■ TO DO
Output these material lines as a JSON list of strings, with one string per line and blank lines omitted, covering all of the material. Omit the pictures from the output.

■ DATASET
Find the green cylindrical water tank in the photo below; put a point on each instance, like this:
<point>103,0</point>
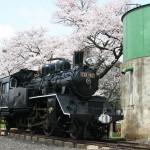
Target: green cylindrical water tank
<point>135,78</point>
<point>136,32</point>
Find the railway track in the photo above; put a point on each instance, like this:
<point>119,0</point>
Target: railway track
<point>119,144</point>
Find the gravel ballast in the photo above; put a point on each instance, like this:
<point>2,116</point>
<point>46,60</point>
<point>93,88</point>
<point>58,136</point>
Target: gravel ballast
<point>7,143</point>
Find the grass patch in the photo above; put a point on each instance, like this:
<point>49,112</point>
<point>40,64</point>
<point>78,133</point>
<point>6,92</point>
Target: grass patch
<point>2,126</point>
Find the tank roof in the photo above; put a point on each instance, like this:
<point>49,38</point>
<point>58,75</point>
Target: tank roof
<point>134,10</point>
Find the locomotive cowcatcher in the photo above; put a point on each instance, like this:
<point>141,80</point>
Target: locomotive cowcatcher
<point>56,98</point>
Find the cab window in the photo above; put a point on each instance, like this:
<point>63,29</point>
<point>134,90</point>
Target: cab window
<point>13,83</point>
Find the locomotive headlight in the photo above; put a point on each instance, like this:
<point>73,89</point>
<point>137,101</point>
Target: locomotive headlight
<point>104,118</point>
<point>89,62</point>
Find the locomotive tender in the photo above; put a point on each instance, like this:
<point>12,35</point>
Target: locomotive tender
<point>56,98</point>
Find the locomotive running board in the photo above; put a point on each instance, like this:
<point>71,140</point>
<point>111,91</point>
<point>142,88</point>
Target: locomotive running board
<point>63,108</point>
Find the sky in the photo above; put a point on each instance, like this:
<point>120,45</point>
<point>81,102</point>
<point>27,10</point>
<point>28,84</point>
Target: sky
<point>21,15</point>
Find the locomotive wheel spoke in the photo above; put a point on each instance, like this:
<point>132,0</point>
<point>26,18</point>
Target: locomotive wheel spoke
<point>97,133</point>
<point>49,131</point>
<point>75,129</point>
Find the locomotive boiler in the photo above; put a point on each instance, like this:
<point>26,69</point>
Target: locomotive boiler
<point>56,98</point>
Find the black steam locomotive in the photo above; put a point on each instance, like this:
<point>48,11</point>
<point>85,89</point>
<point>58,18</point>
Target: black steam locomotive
<point>56,98</point>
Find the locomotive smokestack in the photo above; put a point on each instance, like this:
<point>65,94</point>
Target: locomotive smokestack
<point>78,58</point>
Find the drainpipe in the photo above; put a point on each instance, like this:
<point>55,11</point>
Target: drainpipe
<point>127,69</point>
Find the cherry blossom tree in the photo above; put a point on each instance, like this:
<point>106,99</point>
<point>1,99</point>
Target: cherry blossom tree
<point>97,29</point>
<point>28,49</point>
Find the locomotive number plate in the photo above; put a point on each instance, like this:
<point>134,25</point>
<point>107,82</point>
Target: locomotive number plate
<point>87,75</point>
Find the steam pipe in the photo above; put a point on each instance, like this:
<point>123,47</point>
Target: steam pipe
<point>127,69</point>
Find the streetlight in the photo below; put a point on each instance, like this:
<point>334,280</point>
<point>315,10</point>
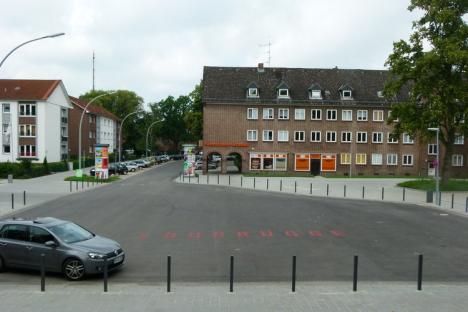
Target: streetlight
<point>147,133</point>
<point>120,132</point>
<point>81,121</point>
<point>29,41</point>
<point>437,130</point>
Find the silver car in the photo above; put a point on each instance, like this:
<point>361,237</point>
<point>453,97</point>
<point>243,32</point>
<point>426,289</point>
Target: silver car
<point>66,246</point>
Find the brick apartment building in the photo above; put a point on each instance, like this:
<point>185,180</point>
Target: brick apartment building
<point>99,126</point>
<point>34,118</point>
<point>323,121</point>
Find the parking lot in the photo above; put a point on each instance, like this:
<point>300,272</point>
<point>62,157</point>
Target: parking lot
<point>201,226</point>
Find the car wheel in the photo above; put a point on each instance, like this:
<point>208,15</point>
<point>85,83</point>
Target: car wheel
<point>73,269</point>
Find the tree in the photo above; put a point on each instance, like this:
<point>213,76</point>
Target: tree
<point>435,76</point>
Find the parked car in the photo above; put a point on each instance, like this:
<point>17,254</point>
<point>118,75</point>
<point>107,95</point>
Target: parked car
<point>68,247</point>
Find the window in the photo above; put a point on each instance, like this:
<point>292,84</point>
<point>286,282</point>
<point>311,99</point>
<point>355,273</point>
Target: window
<point>283,113</point>
<point>346,115</point>
<point>27,109</point>
<point>331,136</point>
<point>331,114</point>
<point>252,113</point>
<point>459,139</point>
<point>377,115</point>
<point>457,160</point>
<point>408,160</point>
<point>283,93</point>
<point>376,159</point>
<point>252,135</point>
<point>361,137</point>
<point>361,115</point>
<point>392,159</point>
<point>316,114</point>
<point>377,137</point>
<point>299,114</point>
<point>268,113</point>
<point>361,159</point>
<point>39,236</point>
<point>431,149</point>
<point>27,130</point>
<point>283,136</point>
<point>315,94</point>
<point>346,137</point>
<point>390,139</point>
<point>315,136</point>
<point>407,139</point>
<point>267,135</point>
<point>299,136</point>
<point>252,93</point>
<point>345,158</point>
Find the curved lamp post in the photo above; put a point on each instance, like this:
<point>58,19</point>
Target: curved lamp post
<point>147,133</point>
<point>120,131</point>
<point>29,41</point>
<point>81,121</point>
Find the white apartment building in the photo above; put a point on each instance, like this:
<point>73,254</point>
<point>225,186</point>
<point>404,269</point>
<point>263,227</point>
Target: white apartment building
<point>34,118</point>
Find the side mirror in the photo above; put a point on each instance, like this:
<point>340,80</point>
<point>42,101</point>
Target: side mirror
<point>51,244</point>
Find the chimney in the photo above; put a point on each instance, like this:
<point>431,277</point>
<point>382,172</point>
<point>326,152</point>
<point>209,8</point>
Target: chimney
<point>260,68</point>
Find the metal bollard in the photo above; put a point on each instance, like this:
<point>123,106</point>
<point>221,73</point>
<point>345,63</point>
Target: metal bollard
<point>231,275</point>
<point>168,273</point>
<point>106,273</point>
<point>355,273</point>
<point>42,272</point>
<point>420,262</point>
<point>293,285</point>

■ WRITTEN RESPONSE
[
  "Find the green cylindrical water tank in the photo below; put a point on each instance, like this:",
  "<point>103,0</point>",
  "Target: green cylindrical water tank",
  "<point>135,78</point>",
  "<point>136,32</point>",
  "Find the railway track in the photo above; put a point on each instance, like this:",
  "<point>119,0</point>",
  "Target: railway track",
  "<point>119,144</point>",
  "Find the gravel ballast in the photo above; put a point on each instance, like this:",
  "<point>2,116</point>",
  "<point>46,60</point>",
  "<point>93,88</point>",
  "<point>58,136</point>",
  "Target: gravel ballast",
  "<point>7,143</point>",
  "Find the grass patch in the photo above; put a point on each instance, like this:",
  "<point>49,112</point>",
  "<point>40,64</point>",
  "<point>78,133</point>",
  "<point>6,92</point>",
  "Target: grass patch",
  "<point>2,126</point>",
  "Find the tank roof in the photo above; put a point on each instance, like this:",
  "<point>49,38</point>",
  "<point>58,75</point>",
  "Target: tank roof",
  "<point>134,10</point>",
  "Find the locomotive cowcatcher in the photo above; put a point on each instance, like this:",
  "<point>141,80</point>",
  "Target: locomotive cowcatcher",
  "<point>56,98</point>",
  "Find the cab window in the photo above; put a point on each instance, like this:",
  "<point>63,29</point>",
  "<point>134,90</point>",
  "Target: cab window",
  "<point>13,83</point>",
  "Find the locomotive headlight in the photo above; put a point on each instance, like this:",
  "<point>73,89</point>",
  "<point>137,101</point>",
  "Target: locomotive headlight",
  "<point>104,118</point>",
  "<point>89,62</point>",
  "Find the locomotive tender in the photo above; put a point on each instance, like this:",
  "<point>12,35</point>",
  "Target: locomotive tender",
  "<point>56,98</point>",
  "Find the locomotive running board in the photo above; put a point on each instance, like this:",
  "<point>71,140</point>",
  "<point>111,91</point>",
  "<point>142,88</point>",
  "Target: locomotive running board",
  "<point>63,108</point>",
  "Find the sky in the photo above; put a point on each instance, like this:",
  "<point>120,45</point>",
  "<point>81,102</point>",
  "<point>27,10</point>",
  "<point>28,84</point>",
  "Target: sky",
  "<point>21,15</point>",
  "Find the locomotive wheel spoke in the photo above; put a point on each instance, like this:",
  "<point>132,0</point>",
  "<point>26,18</point>",
  "Target: locomotive wheel spoke",
  "<point>97,133</point>",
  "<point>49,131</point>",
  "<point>75,129</point>",
  "Find the locomotive boiler in the photo above; put a point on each instance, like this:",
  "<point>26,69</point>",
  "Target: locomotive boiler",
  "<point>56,98</point>",
  "Find the black steam locomotive in the photo above; put a point on each instance, like this:",
  "<point>48,11</point>",
  "<point>85,89</point>",
  "<point>58,18</point>",
  "Target: black steam locomotive",
  "<point>56,98</point>",
  "Find the locomotive smokestack in the photo above; put a point on each instance, like this:",
  "<point>65,94</point>",
  "Target: locomotive smokestack",
  "<point>78,58</point>",
  "Find the drainpipe in the photo above; put a point on each instance, like this:",
  "<point>55,11</point>",
  "Target: drainpipe",
  "<point>127,69</point>",
  "Find the cherry blossom tree in the photo above; put a point on each instance, like this:",
  "<point>106,99</point>",
  "<point>1,99</point>",
  "Target: cherry blossom tree",
  "<point>97,29</point>",
  "<point>28,49</point>",
  "Find the locomotive number plate in the photo above; put a point on each instance, like this:",
  "<point>134,25</point>",
  "<point>107,82</point>",
  "Target: locomotive number plate",
  "<point>87,75</point>",
  "Find the steam pipe in the photo above; put a point on each instance, like this:",
  "<point>123,47</point>",
  "Target: steam pipe",
  "<point>127,69</point>",
  "Find the streetlight in the photo below; put a point on each instance, like this:",
  "<point>334,280</point>",
  "<point>315,10</point>",
  "Target: streetlight",
  "<point>147,133</point>",
  "<point>120,132</point>",
  "<point>81,121</point>",
  "<point>29,41</point>",
  "<point>437,130</point>",
  "Find the silver car in the photo above; put a point on each instance, like this:",
  "<point>361,237</point>",
  "<point>453,97</point>",
  "<point>243,32</point>",
  "<point>426,289</point>",
  "Target: silver car",
  "<point>66,246</point>",
  "Find the brick apartment building in the photo above; put a point on each instance, like this:",
  "<point>185,180</point>",
  "Target: brick apartment building",
  "<point>99,126</point>",
  "<point>34,118</point>",
  "<point>323,121</point>",
  "Find the parking lot in the photo above; put a point on each instance, like this:",
  "<point>300,272</point>",
  "<point>62,157</point>",
  "Target: parking lot",
  "<point>201,226</point>",
  "Find the car wheel in the photo above; put a point on each instance, like this:",
  "<point>208,15</point>",
  "<point>85,83</point>",
  "Target: car wheel",
  "<point>73,269</point>",
  "Find the tree in the photo above; put a point on each instance, like this:",
  "<point>213,76</point>",
  "Target: tree",
  "<point>435,76</point>",
  "Find the parked car in the photo above; put a point on each instance, like this:",
  "<point>17,254</point>",
  "<point>118,75</point>",
  "<point>107,95</point>",
  "Target: parked car",
  "<point>68,247</point>",
  "Find the window in the photo above; put a point on each instance, like this:",
  "<point>292,84</point>",
  "<point>286,282</point>",
  "<point>311,99</point>",
  "<point>355,273</point>",
  "Target: window",
  "<point>283,113</point>",
  "<point>346,115</point>",
  "<point>27,109</point>",
  "<point>331,136</point>",
  "<point>331,114</point>",
  "<point>252,113</point>",
  "<point>459,139</point>",
  "<point>377,115</point>",
  "<point>457,160</point>",
  "<point>408,160</point>",
  "<point>283,93</point>",
  "<point>376,159</point>",
  "<point>252,135</point>",
  "<point>361,137</point>",
  "<point>361,115</point>",
  "<point>392,159</point>",
  "<point>316,114</point>",
  "<point>377,137</point>",
  "<point>299,114</point>",
  "<point>268,113</point>",
  "<point>361,159</point>",
  "<point>39,236</point>",
  "<point>431,149</point>",
  "<point>27,130</point>",
  "<point>283,136</point>",
  "<point>315,94</point>",
  "<point>346,137</point>",
  "<point>390,139</point>",
  "<point>315,136</point>",
  "<point>407,139</point>",
  "<point>267,135</point>",
  "<point>299,136</point>",
  "<point>252,93</point>",
  "<point>345,158</point>",
  "Find the curved lamp post in the photo above; put a point on each instance, like this:",
  "<point>58,19</point>",
  "Target: curved lamp post",
  "<point>147,133</point>",
  "<point>120,131</point>",
  "<point>29,41</point>",
  "<point>81,121</point>",
  "Find the white apartment building in the photo above; put a point on each instance, like this:",
  "<point>73,254</point>",
  "<point>225,186</point>",
  "<point>404,269</point>",
  "<point>263,227</point>",
  "Target: white apartment building",
  "<point>34,118</point>",
  "Find the side mirror in the photo above; put a point on each instance, like this:",
  "<point>340,80</point>",
  "<point>42,101</point>",
  "Target: side mirror",
  "<point>51,244</point>",
  "Find the chimney in the photo above; put a point on each instance, like this:",
  "<point>431,277</point>",
  "<point>382,172</point>",
  "<point>326,152</point>",
  "<point>209,8</point>",
  "Target: chimney",
  "<point>260,68</point>",
  "Find the metal bollard in the photo above; put a point on each instance, like this:",
  "<point>123,106</point>",
  "<point>221,73</point>",
  "<point>345,63</point>",
  "Target: metal bollard",
  "<point>231,275</point>",
  "<point>168,273</point>",
  "<point>106,273</point>",
  "<point>355,273</point>",
  "<point>42,272</point>",
  "<point>420,262</point>",
  "<point>293,285</point>"
]